## Exercise
Read the records below and copy each line that contains "coach".

-- Supplied data follows --

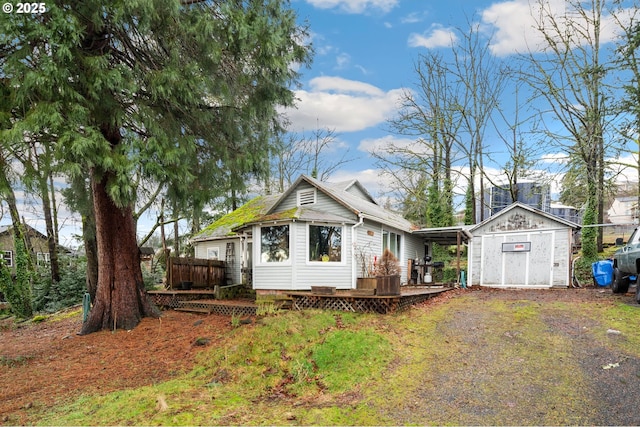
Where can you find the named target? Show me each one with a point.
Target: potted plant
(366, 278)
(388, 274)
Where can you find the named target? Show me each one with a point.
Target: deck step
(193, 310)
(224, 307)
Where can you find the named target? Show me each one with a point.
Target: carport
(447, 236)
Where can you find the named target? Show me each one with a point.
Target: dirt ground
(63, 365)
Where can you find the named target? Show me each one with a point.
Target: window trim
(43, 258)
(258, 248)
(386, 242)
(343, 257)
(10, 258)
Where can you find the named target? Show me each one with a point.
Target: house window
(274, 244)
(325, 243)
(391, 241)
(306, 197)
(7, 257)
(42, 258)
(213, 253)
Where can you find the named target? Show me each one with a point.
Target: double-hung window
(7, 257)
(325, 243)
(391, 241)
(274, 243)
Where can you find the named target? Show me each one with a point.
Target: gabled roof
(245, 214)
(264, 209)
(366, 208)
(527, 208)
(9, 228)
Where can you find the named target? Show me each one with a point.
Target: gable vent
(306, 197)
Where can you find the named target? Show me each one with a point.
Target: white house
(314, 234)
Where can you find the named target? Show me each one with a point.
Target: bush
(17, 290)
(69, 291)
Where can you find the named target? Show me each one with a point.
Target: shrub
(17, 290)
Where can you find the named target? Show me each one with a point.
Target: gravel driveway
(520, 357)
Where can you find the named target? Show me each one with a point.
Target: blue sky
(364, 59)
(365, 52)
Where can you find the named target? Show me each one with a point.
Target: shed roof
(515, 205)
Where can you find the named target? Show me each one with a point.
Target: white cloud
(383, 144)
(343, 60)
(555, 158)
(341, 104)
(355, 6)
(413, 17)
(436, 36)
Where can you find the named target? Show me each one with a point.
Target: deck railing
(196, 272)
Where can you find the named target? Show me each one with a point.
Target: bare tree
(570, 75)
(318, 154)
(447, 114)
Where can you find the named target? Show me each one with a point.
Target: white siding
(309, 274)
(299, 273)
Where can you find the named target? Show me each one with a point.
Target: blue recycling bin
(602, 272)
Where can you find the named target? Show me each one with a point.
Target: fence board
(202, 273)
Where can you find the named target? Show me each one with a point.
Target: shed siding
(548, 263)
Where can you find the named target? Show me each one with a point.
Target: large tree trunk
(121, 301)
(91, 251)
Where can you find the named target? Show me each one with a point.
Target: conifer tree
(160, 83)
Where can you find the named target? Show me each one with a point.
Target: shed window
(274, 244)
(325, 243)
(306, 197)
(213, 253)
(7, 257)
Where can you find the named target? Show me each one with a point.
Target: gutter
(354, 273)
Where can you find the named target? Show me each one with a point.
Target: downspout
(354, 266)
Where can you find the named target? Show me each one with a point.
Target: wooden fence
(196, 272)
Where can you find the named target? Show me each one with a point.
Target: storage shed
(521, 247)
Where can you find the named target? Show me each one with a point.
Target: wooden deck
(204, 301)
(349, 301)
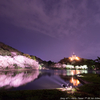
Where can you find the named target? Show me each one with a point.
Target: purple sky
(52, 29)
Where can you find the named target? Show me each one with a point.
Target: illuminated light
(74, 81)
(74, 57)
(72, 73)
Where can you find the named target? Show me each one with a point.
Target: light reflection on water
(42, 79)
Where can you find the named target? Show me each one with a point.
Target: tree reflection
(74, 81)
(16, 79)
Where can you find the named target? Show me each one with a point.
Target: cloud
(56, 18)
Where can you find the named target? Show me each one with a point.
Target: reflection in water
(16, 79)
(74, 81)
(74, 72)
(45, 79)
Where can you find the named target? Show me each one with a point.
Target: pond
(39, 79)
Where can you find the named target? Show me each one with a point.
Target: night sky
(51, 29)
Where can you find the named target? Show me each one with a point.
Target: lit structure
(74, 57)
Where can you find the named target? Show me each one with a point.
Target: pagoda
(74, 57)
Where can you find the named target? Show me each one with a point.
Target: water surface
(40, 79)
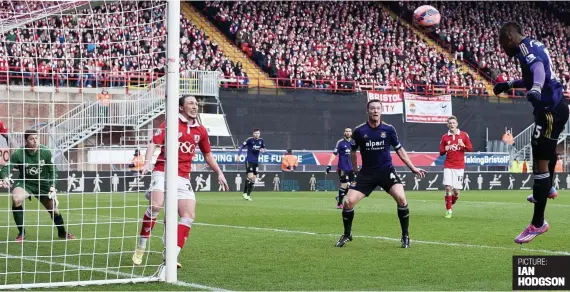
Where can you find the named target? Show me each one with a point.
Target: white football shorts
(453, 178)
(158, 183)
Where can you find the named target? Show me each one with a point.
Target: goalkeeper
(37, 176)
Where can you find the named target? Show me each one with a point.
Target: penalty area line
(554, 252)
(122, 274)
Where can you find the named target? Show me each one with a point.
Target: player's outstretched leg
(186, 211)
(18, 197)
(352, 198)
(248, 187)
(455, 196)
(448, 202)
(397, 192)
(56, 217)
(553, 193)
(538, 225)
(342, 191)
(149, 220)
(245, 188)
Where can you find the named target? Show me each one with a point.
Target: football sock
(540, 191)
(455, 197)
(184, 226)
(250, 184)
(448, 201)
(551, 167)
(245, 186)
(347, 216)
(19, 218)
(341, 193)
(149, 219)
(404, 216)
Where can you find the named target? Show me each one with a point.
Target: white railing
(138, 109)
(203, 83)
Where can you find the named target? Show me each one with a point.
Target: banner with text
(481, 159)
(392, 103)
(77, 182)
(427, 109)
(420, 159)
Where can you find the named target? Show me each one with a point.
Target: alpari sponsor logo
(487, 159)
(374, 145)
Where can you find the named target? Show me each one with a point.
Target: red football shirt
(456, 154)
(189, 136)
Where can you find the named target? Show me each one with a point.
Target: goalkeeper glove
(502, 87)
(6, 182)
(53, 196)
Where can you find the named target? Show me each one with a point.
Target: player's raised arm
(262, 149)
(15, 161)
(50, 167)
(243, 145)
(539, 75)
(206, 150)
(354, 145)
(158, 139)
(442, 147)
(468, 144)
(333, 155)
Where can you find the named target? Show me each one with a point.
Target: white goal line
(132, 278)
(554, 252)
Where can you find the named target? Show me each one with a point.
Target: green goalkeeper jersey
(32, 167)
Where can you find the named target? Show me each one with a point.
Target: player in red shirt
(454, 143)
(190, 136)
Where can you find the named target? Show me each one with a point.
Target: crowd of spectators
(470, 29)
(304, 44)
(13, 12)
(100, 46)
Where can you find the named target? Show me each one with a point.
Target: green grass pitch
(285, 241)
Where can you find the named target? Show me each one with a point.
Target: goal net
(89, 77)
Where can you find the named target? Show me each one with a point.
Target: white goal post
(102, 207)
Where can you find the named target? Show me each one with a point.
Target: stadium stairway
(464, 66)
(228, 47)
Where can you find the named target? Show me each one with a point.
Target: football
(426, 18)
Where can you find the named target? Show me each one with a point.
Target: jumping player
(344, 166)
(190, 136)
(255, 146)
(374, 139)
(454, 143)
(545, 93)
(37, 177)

-- Supplied data concluded --
-- Supplied data follows --

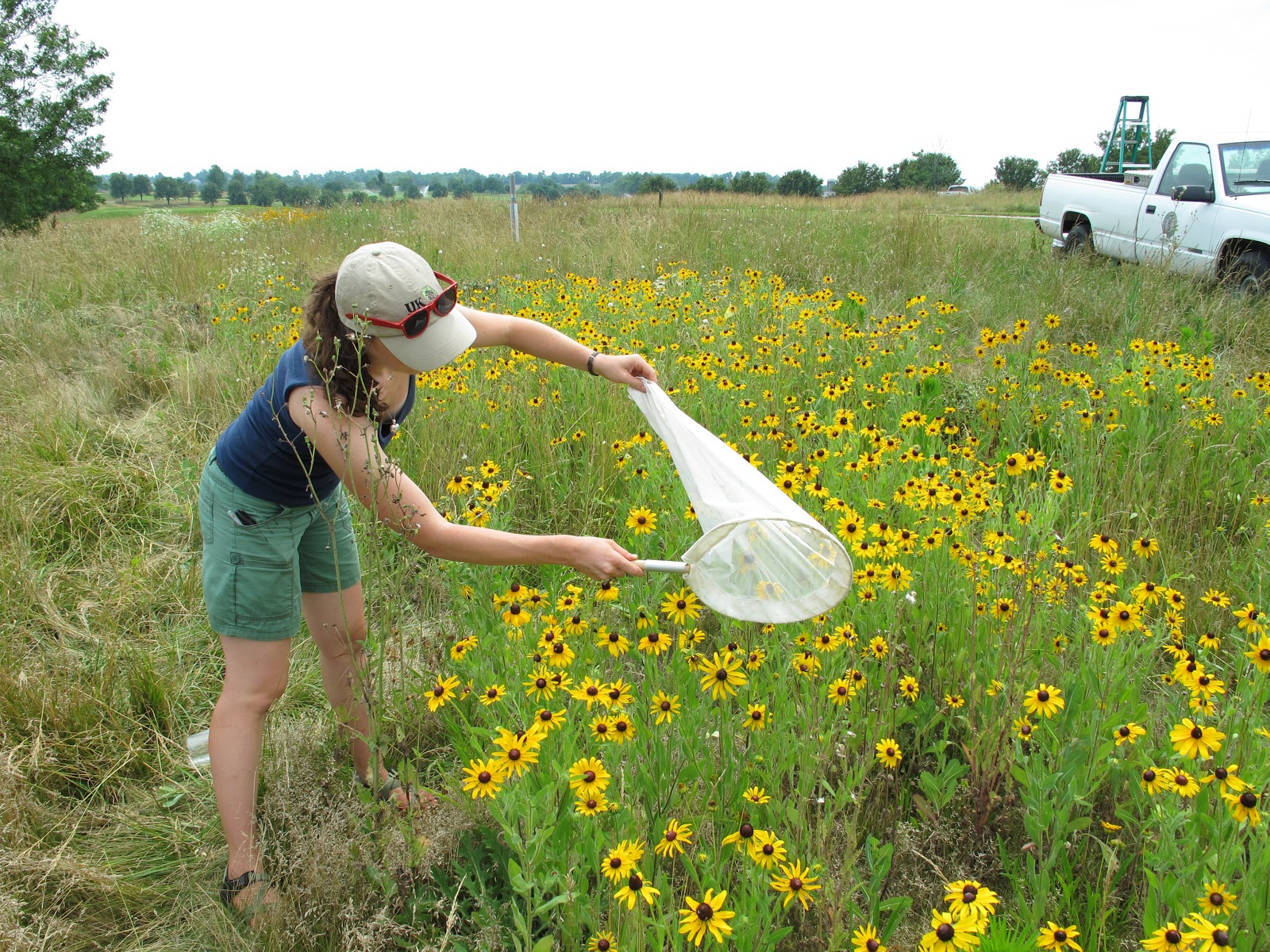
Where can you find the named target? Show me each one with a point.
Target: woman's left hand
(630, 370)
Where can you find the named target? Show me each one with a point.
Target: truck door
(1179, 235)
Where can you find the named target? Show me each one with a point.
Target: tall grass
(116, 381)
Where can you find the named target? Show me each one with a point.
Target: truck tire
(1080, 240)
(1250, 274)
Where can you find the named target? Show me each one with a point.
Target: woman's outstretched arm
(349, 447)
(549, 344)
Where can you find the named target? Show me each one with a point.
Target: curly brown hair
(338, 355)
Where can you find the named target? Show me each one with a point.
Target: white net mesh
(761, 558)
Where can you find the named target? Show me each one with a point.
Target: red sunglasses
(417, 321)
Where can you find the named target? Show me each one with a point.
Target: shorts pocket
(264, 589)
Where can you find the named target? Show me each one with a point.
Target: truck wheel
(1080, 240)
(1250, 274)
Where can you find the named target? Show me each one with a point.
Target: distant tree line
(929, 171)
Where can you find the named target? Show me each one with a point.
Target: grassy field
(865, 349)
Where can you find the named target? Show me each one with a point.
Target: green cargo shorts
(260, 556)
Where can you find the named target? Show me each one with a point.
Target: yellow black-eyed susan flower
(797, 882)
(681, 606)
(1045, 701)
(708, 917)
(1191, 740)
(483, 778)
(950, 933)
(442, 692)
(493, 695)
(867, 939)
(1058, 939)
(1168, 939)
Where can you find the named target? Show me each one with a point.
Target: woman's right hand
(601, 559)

-- Supplied data concluded --
-- Supplied data follows --

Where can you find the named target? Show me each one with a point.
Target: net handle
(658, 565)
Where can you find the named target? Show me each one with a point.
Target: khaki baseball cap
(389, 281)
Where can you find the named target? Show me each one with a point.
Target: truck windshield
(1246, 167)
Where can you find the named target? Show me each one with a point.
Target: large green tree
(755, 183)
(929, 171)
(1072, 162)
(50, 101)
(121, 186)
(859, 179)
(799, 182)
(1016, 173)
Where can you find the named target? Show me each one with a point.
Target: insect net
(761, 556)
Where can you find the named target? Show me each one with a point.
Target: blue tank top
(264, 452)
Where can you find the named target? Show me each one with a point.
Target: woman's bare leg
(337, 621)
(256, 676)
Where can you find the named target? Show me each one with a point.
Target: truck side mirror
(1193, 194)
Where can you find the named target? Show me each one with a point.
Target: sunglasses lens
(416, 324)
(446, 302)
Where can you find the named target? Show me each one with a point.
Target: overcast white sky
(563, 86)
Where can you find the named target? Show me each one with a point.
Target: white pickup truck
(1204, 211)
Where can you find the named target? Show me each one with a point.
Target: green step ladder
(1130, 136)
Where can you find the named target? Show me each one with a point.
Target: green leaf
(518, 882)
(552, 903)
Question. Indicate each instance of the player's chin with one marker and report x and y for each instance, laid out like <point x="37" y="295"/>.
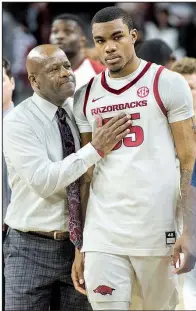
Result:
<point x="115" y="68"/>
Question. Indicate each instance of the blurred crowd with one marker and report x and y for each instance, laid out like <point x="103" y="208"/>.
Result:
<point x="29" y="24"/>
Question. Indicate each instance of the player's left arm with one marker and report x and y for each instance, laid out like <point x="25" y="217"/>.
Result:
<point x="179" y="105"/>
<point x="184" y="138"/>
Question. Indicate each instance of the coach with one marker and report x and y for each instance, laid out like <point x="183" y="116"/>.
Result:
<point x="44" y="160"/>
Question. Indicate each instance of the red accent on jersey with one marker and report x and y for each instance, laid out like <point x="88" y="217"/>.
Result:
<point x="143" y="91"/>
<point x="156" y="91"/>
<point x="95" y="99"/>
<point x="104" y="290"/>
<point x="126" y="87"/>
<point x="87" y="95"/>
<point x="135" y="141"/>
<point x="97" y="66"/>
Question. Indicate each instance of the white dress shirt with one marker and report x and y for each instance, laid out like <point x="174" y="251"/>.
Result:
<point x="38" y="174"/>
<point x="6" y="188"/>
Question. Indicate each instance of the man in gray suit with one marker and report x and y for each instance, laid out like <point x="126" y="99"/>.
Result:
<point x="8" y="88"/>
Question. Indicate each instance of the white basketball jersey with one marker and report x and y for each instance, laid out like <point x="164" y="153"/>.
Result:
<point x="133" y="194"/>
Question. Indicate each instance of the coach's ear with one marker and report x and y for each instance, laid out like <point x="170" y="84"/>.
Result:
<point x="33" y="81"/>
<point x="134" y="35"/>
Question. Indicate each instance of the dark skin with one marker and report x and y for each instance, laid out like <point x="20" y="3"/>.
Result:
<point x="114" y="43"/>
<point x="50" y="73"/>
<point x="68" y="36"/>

-- Supplied data concluded --

## Exercise solution
Question. Indicate each instance of the coach with one marker and report x and y for each instance, laid out like <point x="183" y="116"/>.
Question. Indicate each instance of the coach's ear with one marker and report x and y for each instance, laid out like <point x="170" y="84"/>.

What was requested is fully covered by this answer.